◆ **Excerpted passage**:
☆ ☆ ☆ ☆
Writing

Trefoil Knot

10/21/18

A few years ago I built the geometric figure the trefoil knot — a continuous loop wrapped doubly around itself — in stoneware. I had discovered the figure in a book called Shapes, Space and Symmetry by the mathematician Alan Holden. Something about the way this continuous shape becomes different to and entangled with itself fascinated me — a contradiction between continuity and difference that somehow feels like an apt metaphor for the experience of consciousnes, or an aspect of my own, anyway.

Building the figure in clay was a mental exercise: deconstructing the shape in my mind, discovering rules of its construction showed fleeting glimpses behind the veil into space in the abstract. It was a very pleasing meditation, and then at the end I felt some satisfaction that it was complete, continuous, self-entangled, much like the experience of making it. I put it in the kiln and was happy again when it survived the trial by fire. And then it came home with me, big, fragile and unweildy.

At the invitation of a friend, I exhibited it paired with one of his works as part of a big group show. I never saw the show, and when the show came down, the knot came back to me. I carried it from Bed Stuy to my home in Williamsburg, getting strange looks from strangers as I cradled by entangled baby down the street.

When I had to move from that Williamsburg apartment, the sculpture lived for a while in the home of my friends and former studio mates on a shelf in their living room. I liked seeing it there among their things, blending a bit into the shelf unit. I wish I had a picture of it there. As it is, I only have one picture of the sculpture intact. It now sits in pieces on my dresser.

(photo)


My friends were forced to move from their loft and it was time for me to reclaim custody of my trefoil knot. I had been happy for it to live somewhere else, with friends who had a place for it where it didn’t feel precarious or in the way. The sculpture had begun to feel tired to me. I mean, was it even art? It was just a geometric fact, a demonstration of a principle. Plus it was big and heavy, and fragile too. There was a hairline crack at one of the joints that I felt always threatened to give way. I knew that time would have its way with it. What to do? But it came back to live with me and my girlfriend, and it received less than a heroes welcome. We found a place for it, out of harms way.
☆ ☆ ☆ ☆
◆ **Data**:
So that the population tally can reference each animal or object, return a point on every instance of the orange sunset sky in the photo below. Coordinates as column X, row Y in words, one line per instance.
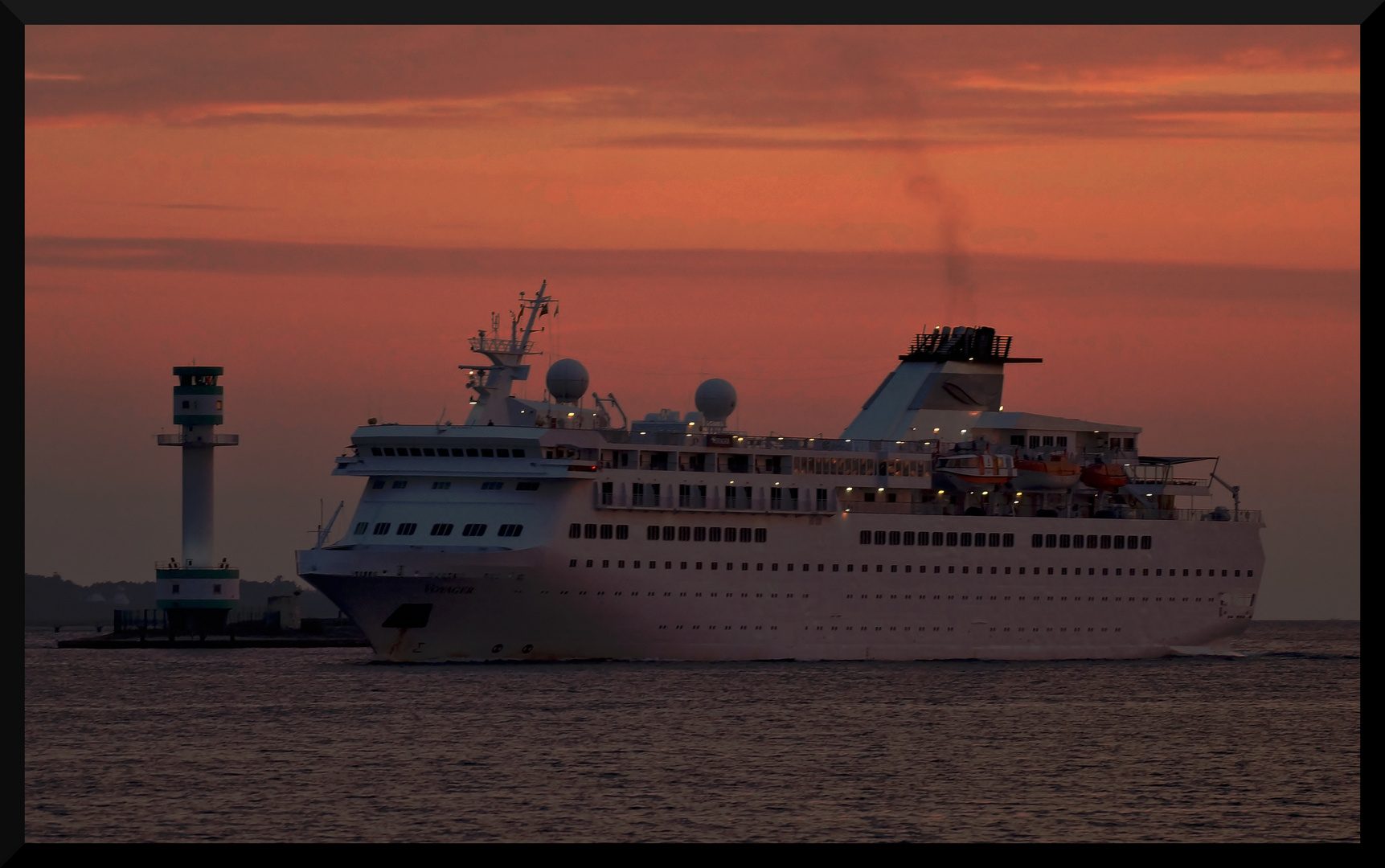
column 1170, row 216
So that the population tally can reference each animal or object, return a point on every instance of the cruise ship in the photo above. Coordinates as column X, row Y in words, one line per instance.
column 940, row 525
☆ ☆ ☆ ☆
◆ **Instructions for the task**:
Pick up the essay about the stoneware trefoil knot sculpture and continue it from its final sentence.

◆ **Response to this exercise**:
And then that relationship ended, and I moved out. The knot was one of the last things to leave our old place and come to my new apartment. A friend was helping me move and he began to carry it, but decided he wanted no part of it. It was fragile, and it was my work: I should carry it. I took it from the back of the car and propped it with my knee as I opened the door to the apartment. There were a few things still in the car, so I put the sculpture down softly on the tiled floor of the hallway and it gently divided into three roughly equal parts. My friend let out a cry of sorrow. I just laughed! It was perfect. I never totally acknowledged it but the thing had always been teetering on the edge of collapse. Its unity was a temporary state of affairs, kind of like my understanding of the abstract laws of space that making it revealed to me. Instantly it felt alive again.

(photo of sculpture broken in the hallway tk)

(eeyore illustration)

I’m reminded of a favorite story from the Winnie The Pooh books. The short version is: It is Eeyore’s birthday. He suffers from depression, and the other animals are trying to cheer him up with a fun birthday party. Everyone fucks up their gifts. Pooh, a glutton unable to help himself, eats the honey he was going to give Eeyore. Piglet, overexcited and distracted, falls on and pops the balloon he’d gotten. To all appearances, Eeyore’s birthday will be a disappointment. But Eeyore loves it. He finds great joy in putting the baloon in the empty jar, and taking it out.

Since it broke, the sculpture has become a toy. I rearrange the three pieces variously; place things on, in, and hanging from it. In idle moments I reassemble it mentally into a knot. With the help of a friend, we can hold it temporarily in formation.

(photo of the knot as it is today tk)

Of all the Pooh stories, which I loved as a kid, this one had special resonance for me. As a glum and lonesome kid, I think I related to Eeyore, and I also think I liked the idea that mistakes are not worse than intentions carried out to a successful conclusion. As soon as something is resolved, I feel it loses a bit of magic.

So to conclude, because whatever I write will be the conclusion though this whole thing is kind of against concluding: here’s to entanglement in time and space. Here’s to happy accidents. Here’s to play, and to friendship. Perhaps I will periodically update this post as the life of the knot continues.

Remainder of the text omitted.